> [WHAT IS EXPECTED]:
The records that follow need to be output exactly as they are.

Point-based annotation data

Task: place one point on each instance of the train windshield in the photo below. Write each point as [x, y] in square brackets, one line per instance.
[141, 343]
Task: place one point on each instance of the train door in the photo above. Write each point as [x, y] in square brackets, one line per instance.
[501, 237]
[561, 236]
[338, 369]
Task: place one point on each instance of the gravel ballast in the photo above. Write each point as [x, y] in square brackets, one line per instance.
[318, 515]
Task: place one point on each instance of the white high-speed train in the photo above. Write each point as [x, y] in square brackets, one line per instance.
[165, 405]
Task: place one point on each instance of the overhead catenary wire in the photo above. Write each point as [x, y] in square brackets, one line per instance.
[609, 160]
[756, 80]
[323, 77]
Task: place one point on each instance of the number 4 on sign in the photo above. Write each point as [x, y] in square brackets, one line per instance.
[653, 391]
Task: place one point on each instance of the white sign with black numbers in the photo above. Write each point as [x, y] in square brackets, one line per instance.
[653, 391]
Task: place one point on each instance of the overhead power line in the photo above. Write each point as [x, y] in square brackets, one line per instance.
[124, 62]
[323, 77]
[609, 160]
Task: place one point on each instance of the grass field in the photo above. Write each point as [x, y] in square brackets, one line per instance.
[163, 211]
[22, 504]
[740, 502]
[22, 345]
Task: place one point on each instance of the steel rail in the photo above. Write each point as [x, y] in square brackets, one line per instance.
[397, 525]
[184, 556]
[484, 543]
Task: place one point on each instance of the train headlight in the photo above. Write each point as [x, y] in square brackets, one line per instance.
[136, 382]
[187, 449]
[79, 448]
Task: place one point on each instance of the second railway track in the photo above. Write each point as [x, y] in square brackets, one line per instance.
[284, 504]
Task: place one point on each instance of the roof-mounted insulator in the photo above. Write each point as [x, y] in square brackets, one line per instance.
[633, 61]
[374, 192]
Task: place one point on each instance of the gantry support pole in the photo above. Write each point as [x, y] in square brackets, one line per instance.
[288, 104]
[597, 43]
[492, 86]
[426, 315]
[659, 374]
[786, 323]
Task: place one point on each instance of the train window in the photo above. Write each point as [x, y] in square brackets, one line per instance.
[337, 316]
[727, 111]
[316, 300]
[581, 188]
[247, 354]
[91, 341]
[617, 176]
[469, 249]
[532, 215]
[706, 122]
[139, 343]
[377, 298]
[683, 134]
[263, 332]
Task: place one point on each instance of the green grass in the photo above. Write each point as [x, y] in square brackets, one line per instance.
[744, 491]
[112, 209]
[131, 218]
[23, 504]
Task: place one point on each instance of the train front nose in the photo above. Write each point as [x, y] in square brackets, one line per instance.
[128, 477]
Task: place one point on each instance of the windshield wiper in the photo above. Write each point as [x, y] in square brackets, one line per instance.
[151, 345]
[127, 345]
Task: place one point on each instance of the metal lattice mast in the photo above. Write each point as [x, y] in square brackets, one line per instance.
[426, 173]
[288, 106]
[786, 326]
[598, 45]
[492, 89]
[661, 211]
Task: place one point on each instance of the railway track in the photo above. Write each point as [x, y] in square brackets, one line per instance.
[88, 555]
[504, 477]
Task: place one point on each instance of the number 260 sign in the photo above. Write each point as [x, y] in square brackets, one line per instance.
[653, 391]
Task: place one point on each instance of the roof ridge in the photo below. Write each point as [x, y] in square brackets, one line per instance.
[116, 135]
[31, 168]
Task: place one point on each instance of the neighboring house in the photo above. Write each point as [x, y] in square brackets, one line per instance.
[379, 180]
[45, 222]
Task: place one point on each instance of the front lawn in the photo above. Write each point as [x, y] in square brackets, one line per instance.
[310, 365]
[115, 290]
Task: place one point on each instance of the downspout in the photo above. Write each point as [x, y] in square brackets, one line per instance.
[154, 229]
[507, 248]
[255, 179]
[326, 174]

> [THE OUTPUT]:
Task: place one point on each instance of the train windshield in the photo below. Write each point as [x, y] in square brackets, one line per instance.
[141, 343]
Task: place one point on each instance of the train door in the photo above. Write each point as [x, y] in square brackets, one line per instance.
[501, 237]
[561, 236]
[338, 369]
Task: place one point on each instance of the gravel ballast in the photo above. Write each point as [x, y] in square brackets, one line per instance.
[318, 515]
Task: place one point on each instance of the white high-speed train in the photo above. Write each point as [x, y] in square brackets, one line per instance.
[165, 405]
Task: place one point on each instance of the overhead catenary wire in the photo above. Write each point as [x, y] in square brackets, one line per instance.
[609, 160]
[756, 80]
[323, 77]
Task: place one point on each instance of the number 4 on sign in the photo above. Write each point as [x, y] in square brackets, one line per instance.
[653, 391]
Task: place one point on each instance of the white sign with black numbers in the photo above. Write each point as [x, y] in square brackets, one line per instance.
[653, 391]
Task: place one point on each instance of the overhead power line in the photo above. Write each point as [x, y] in square brackets, one line per instance.
[124, 62]
[323, 77]
[609, 160]
Task: place one point on each instance of the grass field in the photo above. Write each point as [x, y] in square brackets, one line per instance.
[163, 211]
[22, 504]
[740, 502]
[22, 345]
Task: place one point on each instance of the steel rail in the photo above. Write each point as [x, y] in square brackets, one line per instance.
[397, 525]
[184, 556]
[484, 543]
Task: place one point on each instance of the train headlight in the photo above. Write each point as [x, y] in square brackets, one line per instance.
[136, 382]
[187, 449]
[79, 448]
Task: place one point on each instance of the second railway track in the photo above. Write each point as [x, y] in square brackets, one line per instance.
[284, 504]
Task: place one point on each instance of the roof-mounted insulator in the photo above. Write each point as [x, y] in square brackets, one line per instance.
[633, 61]
[374, 192]
Task: place one point on each instance of the gantry support pole in the photo above. Write each point as [x, y] in square brackets, one line per instance.
[288, 104]
[597, 43]
[492, 86]
[426, 315]
[659, 374]
[786, 323]
Task: place one point on each instance of the train window in the photo above. Write each point as [x, y] in square brackets, one line per instance.
[337, 316]
[727, 111]
[316, 300]
[581, 188]
[247, 354]
[91, 341]
[617, 176]
[469, 249]
[532, 215]
[706, 122]
[139, 343]
[377, 298]
[683, 134]
[263, 332]
Task: place one point on each instance of the green grass in the photo above. Write each point as [x, y] in square brackets, one line per instance.
[744, 491]
[112, 209]
[131, 218]
[23, 504]
Task: place one point on each instance of the train front nose in the photo above. Write each point as [x, y] in square brackets, one line per instance.
[128, 477]
Task: place one point on each instance of the windshield wiper in the photo above. Write each point as [x, y] in square brackets, one line per instance.
[151, 345]
[127, 345]
Task: place one point on each instance of the metal lattice mast in the photo above. Write each point as [x, y] in square brackets, one line per instance.
[426, 173]
[288, 106]
[786, 326]
[598, 45]
[492, 89]
[661, 211]
Task: place one point on each instance of the railway track in the photo above. Write each point as [x, y] in square brackets, one line per instance.
[88, 555]
[504, 477]
Task: place one point on each instance of the number 260 sign in the photo above. Write each point as [x, y] in square brackets, one line per instance.
[653, 391]
Task: place one point on each instance of the roof ridge in the photo below. Write each point as [x, y] in square brackets, one line per instance.
[116, 135]
[31, 168]
Task: place one point on each instance of the neighboring house in the photo above. Write each point as [x, y] in square brackets, one line per instance.
[379, 180]
[45, 222]
Task: place one point on each instance of the front lawn in the photo above. Write each point as [x, y] in square brackets, one line per instance.
[310, 365]
[115, 290]
Task: place one point on each instance of the downspout in the photo above. Write each point as [x, y] in square brackets, one line per instance.
[154, 229]
[507, 248]
[255, 179]
[326, 174]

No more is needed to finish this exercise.